▶ The task
Set the entries down once more, exactly as they are worded.

▶ Data for review
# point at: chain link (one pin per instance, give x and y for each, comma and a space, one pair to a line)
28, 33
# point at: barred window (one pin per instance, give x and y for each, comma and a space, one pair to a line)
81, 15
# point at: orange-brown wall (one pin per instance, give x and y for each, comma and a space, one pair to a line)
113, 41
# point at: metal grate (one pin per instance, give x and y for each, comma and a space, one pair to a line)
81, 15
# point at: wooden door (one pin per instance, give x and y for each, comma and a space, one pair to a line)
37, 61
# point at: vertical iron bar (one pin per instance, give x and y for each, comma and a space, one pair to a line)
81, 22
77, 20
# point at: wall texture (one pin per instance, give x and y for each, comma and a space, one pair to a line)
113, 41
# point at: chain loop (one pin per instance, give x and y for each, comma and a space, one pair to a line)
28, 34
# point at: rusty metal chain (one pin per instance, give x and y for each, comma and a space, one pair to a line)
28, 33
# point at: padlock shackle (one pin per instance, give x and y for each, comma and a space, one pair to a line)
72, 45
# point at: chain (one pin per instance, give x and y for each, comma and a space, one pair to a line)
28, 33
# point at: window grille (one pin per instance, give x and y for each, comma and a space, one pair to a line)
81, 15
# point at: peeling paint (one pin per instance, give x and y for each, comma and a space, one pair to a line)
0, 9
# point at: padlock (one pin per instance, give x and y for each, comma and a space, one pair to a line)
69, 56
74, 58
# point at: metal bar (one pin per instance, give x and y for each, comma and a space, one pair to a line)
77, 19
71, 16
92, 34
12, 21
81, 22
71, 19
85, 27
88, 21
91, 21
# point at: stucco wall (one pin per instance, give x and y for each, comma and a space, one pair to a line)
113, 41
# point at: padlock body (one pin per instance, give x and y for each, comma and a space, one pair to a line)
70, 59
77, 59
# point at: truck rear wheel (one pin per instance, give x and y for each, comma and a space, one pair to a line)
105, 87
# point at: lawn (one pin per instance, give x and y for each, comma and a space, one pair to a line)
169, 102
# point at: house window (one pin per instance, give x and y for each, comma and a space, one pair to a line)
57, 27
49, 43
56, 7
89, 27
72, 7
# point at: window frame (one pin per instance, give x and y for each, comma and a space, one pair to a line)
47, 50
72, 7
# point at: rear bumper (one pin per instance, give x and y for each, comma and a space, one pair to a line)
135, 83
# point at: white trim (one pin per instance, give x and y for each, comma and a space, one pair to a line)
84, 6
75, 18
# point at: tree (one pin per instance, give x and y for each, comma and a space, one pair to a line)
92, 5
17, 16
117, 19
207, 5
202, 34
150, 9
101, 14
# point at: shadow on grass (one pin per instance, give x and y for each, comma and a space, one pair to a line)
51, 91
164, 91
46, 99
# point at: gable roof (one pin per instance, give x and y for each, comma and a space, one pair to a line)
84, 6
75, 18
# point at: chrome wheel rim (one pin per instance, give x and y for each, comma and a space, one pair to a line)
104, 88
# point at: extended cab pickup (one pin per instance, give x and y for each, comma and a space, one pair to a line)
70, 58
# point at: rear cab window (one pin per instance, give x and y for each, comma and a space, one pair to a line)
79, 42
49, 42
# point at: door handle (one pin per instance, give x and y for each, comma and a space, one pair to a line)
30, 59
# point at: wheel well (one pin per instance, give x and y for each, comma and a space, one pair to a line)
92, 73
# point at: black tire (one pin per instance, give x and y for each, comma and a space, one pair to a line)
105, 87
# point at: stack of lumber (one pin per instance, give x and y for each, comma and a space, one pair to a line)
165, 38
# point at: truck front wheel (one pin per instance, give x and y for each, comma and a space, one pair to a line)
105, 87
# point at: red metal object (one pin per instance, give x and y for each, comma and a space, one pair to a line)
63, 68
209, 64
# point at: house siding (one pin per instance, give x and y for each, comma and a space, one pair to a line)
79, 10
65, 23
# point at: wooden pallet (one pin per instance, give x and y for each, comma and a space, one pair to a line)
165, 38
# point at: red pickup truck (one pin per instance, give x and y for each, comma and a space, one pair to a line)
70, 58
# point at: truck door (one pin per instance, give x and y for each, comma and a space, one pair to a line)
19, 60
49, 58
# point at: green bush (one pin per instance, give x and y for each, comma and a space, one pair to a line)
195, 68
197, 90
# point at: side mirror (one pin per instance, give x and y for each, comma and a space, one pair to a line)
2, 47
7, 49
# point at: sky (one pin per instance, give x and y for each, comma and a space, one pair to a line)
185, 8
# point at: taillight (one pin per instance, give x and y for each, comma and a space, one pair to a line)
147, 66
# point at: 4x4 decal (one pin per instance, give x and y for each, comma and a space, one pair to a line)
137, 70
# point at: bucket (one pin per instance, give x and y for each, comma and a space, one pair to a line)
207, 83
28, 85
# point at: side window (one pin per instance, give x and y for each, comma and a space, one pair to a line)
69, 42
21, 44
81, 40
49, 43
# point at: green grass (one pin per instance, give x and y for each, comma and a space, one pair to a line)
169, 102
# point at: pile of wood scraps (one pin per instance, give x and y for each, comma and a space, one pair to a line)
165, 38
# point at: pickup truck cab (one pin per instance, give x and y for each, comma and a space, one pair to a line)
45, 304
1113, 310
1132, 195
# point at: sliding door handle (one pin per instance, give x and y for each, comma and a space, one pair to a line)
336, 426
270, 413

▶ Exercise result
# point at: chain link (one pin per instance, give x and y for each, comma and a space, one pair to a line)
28, 33
# point at: barred window (one pin per instance, give x and y for each, comma and a space, one pair to a line)
81, 15
# point at: orange-brown wall (one pin per instance, give x and y for each, comma and a space, one pair to a line)
113, 41
# point at: metal grate (one pin per instance, give x and y for each, comma and a space, one pair to a line)
81, 15
# point at: wooden door (one pin per instance, give x and y for each, comma and a space, one pair to a line)
37, 61
# point at: vertical iron bar (one pin per instance, give x and y for each, comma and a space, one pair to a line)
81, 22
77, 20
# point at: wall texture (one pin per instance, give x and y for each, comma and a space, one pair to a line)
113, 41
# point at: chain loop (one pin per instance, give x and y for each, comma and a space, one pair to a line)
28, 34
# point at: rusty metal chain (one pin per instance, give x and y for each, comma and a space, one pair to a line)
28, 33
# point at: padlock shackle (one pin per instance, give x and y for each, comma and a space, one pair to a line)
72, 45
# point at: chain (one pin per instance, give x and y for each, comma and a space, one pair to a line)
28, 33
# point at: window grille (one pin per instance, give x and y for each, comma and a space, one pair to a line)
81, 15
# point at: peeling paint (one pin per instance, give x and y for each, comma and a space, one pair to a line)
0, 9
# point at: padlock (one pin per instance, give x and y for each, comma and a space, one pair to a line)
69, 56
74, 58
# point at: metal bar (one pin per instance, give x and y for each, comma and a space, one pair to a line)
77, 19
71, 16
92, 34
12, 21
81, 22
71, 19
85, 27
88, 21
91, 21
# point at: stucco wall (one pin per instance, give x and y for each, comma and a space, one pair to a line)
113, 41
# point at: padlock body (one pin per instance, give x and y for each, comma and a space, one pair to a line)
70, 59
77, 59
# point at: truck rear wheel (one pin per instance, give x and y for each, comma and a space, one pair to a line)
105, 87
# point at: lawn (one pin per instance, give x and y for each, comma and a space, one pair to a line)
169, 102
# point at: house window (one pin per instance, give x and y for each, comma and a space, one pair to a line)
57, 27
49, 43
56, 7
89, 27
72, 7
# point at: window frame (one pin per instance, give x and y for each, comma and a space, one pair to a line)
47, 50
72, 7
# point at: rear bumper (one pin per instance, give x and y for each, comma and a space, one pair to a line)
135, 83
# point at: white trim (one pin per instance, give x and y for each, comma and a space, one pair to a line)
84, 6
75, 18
# point at: tree (one pin per instance, give x and y for each, comma and a space, one pair to a line)
92, 5
17, 16
117, 19
207, 5
202, 34
150, 9
101, 14
# point at: shadow on grass (one pin per instance, give x and y for each, comma and a space, one pair to a line)
51, 91
164, 91
46, 99
# point at: gable roof (one pin per instance, give x and y for each, comma and a space, one pair to a line)
84, 6
75, 18
# point at: chrome wheel rim (one pin per instance, give x and y for each, comma and a space, one pair to a line)
104, 88
# point at: extended cab pickup (one pin per instance, give x and y for each, comma and a space, one pair to a line)
70, 58
# point at: rear cab window (one pin per instance, give x and y for each, comma and a space, one pair to a line)
79, 42
49, 42
# point at: door handle (one pin per instance, give x and y for each, comma and a space, one pair to a line)
30, 59
# point at: wheel well (one pin per instance, give x and y for each, comma and a space, one pair to a line)
92, 73
# point at: black tire (one pin per instance, give x and y for each, comma and a space, one pair to a line)
105, 87
# point at: stack of lumber (one pin per instance, give x and y for each, comma and a space, one pair to a line)
165, 38
# point at: truck front wheel (one pin per instance, give x and y for each, comma and a space, one pair to a line)
105, 87
# point at: red metal object (one pin per instance, give x and y for each, comma and a space, one pair to a line)
63, 68
209, 64
# point at: house siding (one pin per instance, give x and y for each, comma and a space, one pair to a line)
79, 10
65, 23
# point at: wooden pallet (one pin per instance, give x and y for each, comma and a space, one pair to a line)
165, 38
# point at: red pickup truck (one pin per instance, give x and y for each, comma and a space, one pair to a line)
70, 58
# point at: truck door (one pin per instance, give x and y for each, comma and a space, one pair to a line)
19, 60
49, 58
# point at: green bush (one pin per instance, give x and y for each, comma and a space, one pair to a line)
195, 68
197, 90
# point at: side mirror (one pin per instance, give x and y for each, comma and a space, one pair to a line)
2, 47
7, 49
# point at: sky (one pin per instance, give x and y for each, comma and a space, one pair to a line)
185, 8
# point at: taillight (one pin per instance, give x and y for each, comma and a space, one pair to a line)
147, 66
# point at: 4x4 decal (one pin per instance, give x and y for each, comma and a space, one pair to a line)
137, 70
# point at: bucket (one pin per instance, give x and y for each, comma and a space, one pair to a line)
207, 83
28, 85
# point at: side window (one pin per instance, give x and y for each, comma and a space, one pair to a line)
69, 42
21, 44
81, 40
49, 43
# point at: green grass (one pin per instance, give x and y for each, comma and a space, one pair to a line)
169, 102
# point at: pile of wood scraps (one pin per instance, give x and y for each, comma and a space, one pair to a line)
165, 38
# point at: pickup truck cab (one pin per instance, give x and y for each, comma and a space, one pair to a line)
45, 304
1113, 310
1132, 195
# point at: sliding door handle (one pin per instance, give x and y for each, comma and a space, one pair to a line)
336, 426
270, 413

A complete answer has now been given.